### What to do
From the line that has "task | indicate the glowing ember with" down to the final line of the listing below, transcribe every line exactly, and only those.

### Available records
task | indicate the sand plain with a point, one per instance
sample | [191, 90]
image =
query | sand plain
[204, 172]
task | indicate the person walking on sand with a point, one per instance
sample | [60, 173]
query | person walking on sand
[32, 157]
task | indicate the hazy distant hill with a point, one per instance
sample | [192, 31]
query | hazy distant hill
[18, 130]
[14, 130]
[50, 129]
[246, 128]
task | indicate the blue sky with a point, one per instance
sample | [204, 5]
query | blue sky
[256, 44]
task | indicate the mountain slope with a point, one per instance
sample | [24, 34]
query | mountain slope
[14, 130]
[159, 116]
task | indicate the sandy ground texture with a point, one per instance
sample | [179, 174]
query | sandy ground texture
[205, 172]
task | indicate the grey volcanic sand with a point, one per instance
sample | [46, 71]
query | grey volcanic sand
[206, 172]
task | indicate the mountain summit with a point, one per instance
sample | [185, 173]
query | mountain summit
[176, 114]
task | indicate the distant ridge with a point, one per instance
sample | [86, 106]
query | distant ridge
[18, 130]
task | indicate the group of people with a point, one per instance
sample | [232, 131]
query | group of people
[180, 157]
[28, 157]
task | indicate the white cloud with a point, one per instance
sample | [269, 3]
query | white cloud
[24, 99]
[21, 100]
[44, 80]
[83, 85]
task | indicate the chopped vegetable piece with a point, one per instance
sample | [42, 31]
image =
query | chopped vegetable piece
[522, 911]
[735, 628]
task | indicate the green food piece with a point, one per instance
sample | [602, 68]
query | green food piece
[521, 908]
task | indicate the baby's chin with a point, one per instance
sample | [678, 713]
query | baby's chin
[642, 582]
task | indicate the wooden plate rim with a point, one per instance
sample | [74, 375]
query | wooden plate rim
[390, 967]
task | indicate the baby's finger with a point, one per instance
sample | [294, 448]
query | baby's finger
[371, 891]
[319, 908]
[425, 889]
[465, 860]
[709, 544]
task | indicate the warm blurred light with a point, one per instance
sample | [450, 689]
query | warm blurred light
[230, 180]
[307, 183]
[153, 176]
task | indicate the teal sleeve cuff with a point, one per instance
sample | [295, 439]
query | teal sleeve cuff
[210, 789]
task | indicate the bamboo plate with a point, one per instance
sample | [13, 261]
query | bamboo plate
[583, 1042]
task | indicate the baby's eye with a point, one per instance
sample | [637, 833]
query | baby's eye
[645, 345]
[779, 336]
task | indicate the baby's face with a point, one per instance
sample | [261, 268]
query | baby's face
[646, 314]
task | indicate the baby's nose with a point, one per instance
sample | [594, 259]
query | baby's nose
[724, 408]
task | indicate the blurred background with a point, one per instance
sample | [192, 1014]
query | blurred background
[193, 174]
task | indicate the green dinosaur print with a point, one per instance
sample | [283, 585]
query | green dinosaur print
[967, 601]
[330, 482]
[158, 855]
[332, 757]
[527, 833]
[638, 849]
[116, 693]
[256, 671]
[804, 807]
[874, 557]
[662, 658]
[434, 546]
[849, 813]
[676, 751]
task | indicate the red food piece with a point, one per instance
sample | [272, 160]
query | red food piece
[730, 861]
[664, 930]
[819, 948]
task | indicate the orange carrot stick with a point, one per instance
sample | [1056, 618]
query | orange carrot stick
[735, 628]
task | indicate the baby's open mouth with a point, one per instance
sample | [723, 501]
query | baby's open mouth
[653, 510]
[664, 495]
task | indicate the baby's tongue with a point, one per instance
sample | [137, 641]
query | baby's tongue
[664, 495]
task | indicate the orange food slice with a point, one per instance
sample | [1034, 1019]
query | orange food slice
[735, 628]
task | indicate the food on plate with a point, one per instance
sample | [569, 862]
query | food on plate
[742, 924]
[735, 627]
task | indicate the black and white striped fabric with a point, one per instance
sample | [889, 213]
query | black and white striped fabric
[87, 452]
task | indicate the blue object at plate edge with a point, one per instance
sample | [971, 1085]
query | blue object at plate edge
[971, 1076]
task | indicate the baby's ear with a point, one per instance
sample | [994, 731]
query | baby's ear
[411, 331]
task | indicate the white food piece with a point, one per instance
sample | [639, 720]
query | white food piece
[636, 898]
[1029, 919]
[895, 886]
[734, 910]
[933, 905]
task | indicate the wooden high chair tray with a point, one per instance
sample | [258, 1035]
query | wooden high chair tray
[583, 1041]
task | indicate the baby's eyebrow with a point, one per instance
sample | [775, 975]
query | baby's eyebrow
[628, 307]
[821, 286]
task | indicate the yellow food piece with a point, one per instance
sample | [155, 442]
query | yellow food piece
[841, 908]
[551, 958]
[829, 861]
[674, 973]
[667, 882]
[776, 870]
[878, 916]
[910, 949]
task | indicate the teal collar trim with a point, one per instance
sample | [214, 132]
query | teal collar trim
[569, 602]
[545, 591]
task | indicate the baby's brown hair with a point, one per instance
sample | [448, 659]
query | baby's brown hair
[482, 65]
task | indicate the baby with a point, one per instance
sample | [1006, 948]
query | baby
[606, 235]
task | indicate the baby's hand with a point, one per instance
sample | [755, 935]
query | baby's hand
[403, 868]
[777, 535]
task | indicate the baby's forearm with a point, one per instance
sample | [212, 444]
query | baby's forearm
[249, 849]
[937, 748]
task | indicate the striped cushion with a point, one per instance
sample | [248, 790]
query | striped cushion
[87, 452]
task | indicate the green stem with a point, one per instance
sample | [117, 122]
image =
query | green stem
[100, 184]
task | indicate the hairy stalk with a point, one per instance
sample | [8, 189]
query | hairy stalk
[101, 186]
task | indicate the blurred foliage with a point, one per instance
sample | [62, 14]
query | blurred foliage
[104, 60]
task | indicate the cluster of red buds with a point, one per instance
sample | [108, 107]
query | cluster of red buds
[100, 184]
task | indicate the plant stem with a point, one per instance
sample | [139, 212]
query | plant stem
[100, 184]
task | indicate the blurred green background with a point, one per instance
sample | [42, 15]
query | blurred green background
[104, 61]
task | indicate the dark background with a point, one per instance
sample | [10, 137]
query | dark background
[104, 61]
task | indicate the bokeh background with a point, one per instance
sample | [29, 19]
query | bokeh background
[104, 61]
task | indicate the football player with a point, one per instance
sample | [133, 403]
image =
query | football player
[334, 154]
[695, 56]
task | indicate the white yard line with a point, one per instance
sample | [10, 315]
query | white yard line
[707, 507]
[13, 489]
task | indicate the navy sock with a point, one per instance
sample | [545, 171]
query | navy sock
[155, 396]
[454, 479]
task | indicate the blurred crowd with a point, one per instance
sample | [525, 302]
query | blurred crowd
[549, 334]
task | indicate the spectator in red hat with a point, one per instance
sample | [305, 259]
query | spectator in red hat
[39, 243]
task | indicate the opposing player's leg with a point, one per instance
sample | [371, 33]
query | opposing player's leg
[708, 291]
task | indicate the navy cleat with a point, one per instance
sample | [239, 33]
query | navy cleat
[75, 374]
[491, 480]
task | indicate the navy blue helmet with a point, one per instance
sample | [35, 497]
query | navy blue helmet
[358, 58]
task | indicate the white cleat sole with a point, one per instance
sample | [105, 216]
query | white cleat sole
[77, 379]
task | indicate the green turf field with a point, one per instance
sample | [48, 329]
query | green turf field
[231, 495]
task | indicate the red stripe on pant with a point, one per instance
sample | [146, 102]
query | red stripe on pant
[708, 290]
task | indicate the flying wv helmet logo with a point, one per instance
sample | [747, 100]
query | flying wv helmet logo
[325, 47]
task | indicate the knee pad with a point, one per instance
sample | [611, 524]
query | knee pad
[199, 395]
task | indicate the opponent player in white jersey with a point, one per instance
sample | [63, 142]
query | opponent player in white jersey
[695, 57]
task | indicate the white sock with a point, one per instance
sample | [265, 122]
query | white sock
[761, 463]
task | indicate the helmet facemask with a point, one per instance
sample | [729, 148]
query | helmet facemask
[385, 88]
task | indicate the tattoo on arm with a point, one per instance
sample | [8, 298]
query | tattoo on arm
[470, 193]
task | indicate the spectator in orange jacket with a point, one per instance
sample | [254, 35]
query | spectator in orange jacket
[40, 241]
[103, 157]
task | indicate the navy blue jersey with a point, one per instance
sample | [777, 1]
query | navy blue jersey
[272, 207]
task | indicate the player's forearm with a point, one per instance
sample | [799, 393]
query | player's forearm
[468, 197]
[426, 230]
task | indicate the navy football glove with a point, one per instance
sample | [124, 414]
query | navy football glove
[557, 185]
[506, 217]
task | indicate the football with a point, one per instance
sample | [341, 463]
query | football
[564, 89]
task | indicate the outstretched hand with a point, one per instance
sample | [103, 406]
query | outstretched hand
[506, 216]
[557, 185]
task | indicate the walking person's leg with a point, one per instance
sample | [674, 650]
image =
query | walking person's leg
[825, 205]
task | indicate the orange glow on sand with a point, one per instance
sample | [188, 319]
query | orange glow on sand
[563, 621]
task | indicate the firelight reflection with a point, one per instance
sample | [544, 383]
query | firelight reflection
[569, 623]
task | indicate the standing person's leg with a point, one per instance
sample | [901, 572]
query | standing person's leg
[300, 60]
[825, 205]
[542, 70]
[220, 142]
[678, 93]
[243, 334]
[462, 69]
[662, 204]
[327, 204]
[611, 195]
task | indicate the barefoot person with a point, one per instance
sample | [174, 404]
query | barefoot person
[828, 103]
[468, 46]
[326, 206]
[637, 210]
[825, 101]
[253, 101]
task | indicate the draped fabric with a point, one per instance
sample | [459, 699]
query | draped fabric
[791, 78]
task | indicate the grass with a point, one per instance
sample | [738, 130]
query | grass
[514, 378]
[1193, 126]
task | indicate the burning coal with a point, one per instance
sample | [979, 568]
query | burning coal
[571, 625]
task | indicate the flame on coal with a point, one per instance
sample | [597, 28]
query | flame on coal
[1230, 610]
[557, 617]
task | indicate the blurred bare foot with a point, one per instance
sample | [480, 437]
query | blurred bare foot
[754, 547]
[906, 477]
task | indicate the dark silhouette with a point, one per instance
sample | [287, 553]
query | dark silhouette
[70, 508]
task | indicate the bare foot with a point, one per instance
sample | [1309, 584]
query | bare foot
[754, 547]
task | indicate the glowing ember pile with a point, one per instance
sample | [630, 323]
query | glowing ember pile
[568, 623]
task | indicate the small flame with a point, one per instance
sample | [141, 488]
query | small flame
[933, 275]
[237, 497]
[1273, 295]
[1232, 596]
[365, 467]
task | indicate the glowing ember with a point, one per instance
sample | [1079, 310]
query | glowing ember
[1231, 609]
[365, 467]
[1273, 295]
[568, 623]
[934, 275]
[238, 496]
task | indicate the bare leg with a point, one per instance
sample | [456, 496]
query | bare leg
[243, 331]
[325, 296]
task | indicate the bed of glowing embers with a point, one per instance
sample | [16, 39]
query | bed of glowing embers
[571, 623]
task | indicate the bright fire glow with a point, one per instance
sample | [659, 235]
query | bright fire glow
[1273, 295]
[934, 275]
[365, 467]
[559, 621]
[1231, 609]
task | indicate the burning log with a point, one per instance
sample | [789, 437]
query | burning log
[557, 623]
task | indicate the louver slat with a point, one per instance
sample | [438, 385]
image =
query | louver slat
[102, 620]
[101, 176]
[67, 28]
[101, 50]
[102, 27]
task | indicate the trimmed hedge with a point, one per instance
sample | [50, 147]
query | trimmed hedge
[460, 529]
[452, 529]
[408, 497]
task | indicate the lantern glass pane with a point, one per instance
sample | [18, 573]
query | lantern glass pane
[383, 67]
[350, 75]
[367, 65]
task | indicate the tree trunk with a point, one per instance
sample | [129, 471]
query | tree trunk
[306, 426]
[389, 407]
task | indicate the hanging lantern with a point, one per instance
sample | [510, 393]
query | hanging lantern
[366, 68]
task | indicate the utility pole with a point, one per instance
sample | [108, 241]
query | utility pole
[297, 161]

### Response for this exercise
task | indicate the glowing ember with a point, one per instance
sample | [1079, 310]
query | glowing ember
[1231, 609]
[365, 467]
[1273, 295]
[568, 623]
[934, 275]
[238, 496]
task | indicate the bare leg with a point, one per instance
sample | [456, 496]
query | bare leg
[243, 331]
[325, 296]
task | indicate the bed of glowing embers with a point, one per instance
sample | [16, 39]
query | bed of glowing embers
[571, 623]
task | indicate the bright fire glow with a point, one per instance
sample | [659, 235]
query | bright fire glow
[1273, 295]
[934, 275]
[365, 467]
[559, 621]
[1231, 609]
task | indicate the burning log with a point, one per instance
sample | [789, 437]
query | burning log
[557, 623]
task | indicate the louver slat with a point, one per instance
sample | [438, 385]
image =
query | louver slat
[102, 620]
[101, 176]
[67, 28]
[101, 50]
[102, 27]
task | indicate the trimmed hedge with a point, one per instance
sample | [50, 147]
query | trimmed hedge
[460, 529]
[452, 529]
[408, 497]
task | indicate the lantern glass pane with a point, one per instance
sample | [18, 573]
query | lantern glass pane
[383, 67]
[350, 75]
[367, 65]
task | indicate the tree trunk with a point, one per instance
sample | [129, 471]
query | tree trunk
[306, 426]
[389, 407]
task | indicate the hanging lantern with a point, one per instance
sample | [510, 393]
query | hanging lantern
[366, 68]
task | indicate the utility pole with a point, one per instance
sample | [108, 241]
query | utility pole
[297, 161]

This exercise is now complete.